REQUIREMENT: In the records below, repeat the part that opens with the line containing "Readme: the locator spots each instance of the distant" and closes with the line containing "Target: distant mountain", both of those lines included.
►
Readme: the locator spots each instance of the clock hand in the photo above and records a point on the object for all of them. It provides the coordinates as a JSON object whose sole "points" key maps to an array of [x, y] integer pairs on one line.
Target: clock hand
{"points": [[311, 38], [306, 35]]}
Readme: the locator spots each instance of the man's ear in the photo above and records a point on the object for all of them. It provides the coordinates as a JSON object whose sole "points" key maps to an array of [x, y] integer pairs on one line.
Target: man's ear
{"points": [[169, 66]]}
◄
►
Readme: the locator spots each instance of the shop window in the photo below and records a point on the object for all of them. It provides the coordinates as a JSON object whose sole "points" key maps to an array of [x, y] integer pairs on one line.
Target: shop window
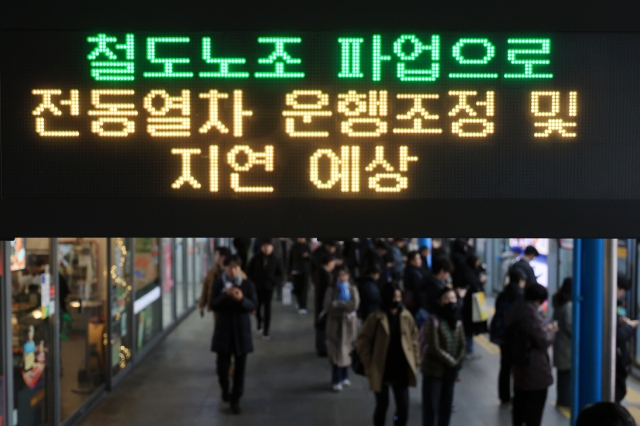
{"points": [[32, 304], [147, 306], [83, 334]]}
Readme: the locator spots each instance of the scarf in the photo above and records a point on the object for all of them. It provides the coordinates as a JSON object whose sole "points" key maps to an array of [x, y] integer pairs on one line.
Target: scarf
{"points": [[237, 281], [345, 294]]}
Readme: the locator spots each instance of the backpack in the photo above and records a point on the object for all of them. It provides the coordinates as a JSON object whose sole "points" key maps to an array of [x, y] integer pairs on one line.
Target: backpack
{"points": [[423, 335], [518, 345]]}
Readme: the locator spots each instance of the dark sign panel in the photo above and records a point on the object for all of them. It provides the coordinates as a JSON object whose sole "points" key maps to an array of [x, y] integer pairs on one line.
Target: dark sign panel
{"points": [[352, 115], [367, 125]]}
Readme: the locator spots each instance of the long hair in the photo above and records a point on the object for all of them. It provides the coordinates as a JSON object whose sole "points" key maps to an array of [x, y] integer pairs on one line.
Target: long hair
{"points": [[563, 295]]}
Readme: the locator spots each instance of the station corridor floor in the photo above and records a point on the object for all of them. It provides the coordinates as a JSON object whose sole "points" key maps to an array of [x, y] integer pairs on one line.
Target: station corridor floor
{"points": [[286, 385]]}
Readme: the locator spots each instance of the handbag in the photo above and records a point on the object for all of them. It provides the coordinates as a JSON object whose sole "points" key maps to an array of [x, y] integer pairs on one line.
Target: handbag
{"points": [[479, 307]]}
◄
►
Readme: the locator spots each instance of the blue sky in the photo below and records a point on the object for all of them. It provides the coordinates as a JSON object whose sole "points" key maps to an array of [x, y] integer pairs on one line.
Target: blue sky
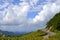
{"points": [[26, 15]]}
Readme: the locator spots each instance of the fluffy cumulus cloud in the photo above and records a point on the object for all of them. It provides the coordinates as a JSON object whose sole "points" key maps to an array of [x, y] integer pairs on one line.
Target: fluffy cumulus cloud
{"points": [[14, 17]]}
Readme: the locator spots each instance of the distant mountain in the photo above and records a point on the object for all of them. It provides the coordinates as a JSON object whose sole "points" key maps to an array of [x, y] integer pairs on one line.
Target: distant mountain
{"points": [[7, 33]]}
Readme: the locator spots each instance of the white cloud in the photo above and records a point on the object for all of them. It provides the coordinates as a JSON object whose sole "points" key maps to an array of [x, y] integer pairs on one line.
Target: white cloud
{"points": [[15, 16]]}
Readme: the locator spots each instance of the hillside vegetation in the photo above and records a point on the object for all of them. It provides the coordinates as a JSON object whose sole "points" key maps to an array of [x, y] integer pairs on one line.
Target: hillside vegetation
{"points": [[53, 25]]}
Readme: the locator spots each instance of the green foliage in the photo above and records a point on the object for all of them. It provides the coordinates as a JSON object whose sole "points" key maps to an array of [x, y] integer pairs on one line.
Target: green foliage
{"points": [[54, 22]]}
◄
COMPLETE ANSWER:
Readme: the locator spots each instance of the distant mountain in the photo above and records a point on the object for all of them. It provides the coordinates as a JSON object whose sole "points" key maps to an array of [x, y] integer pairs on one line.
Target: distant mountain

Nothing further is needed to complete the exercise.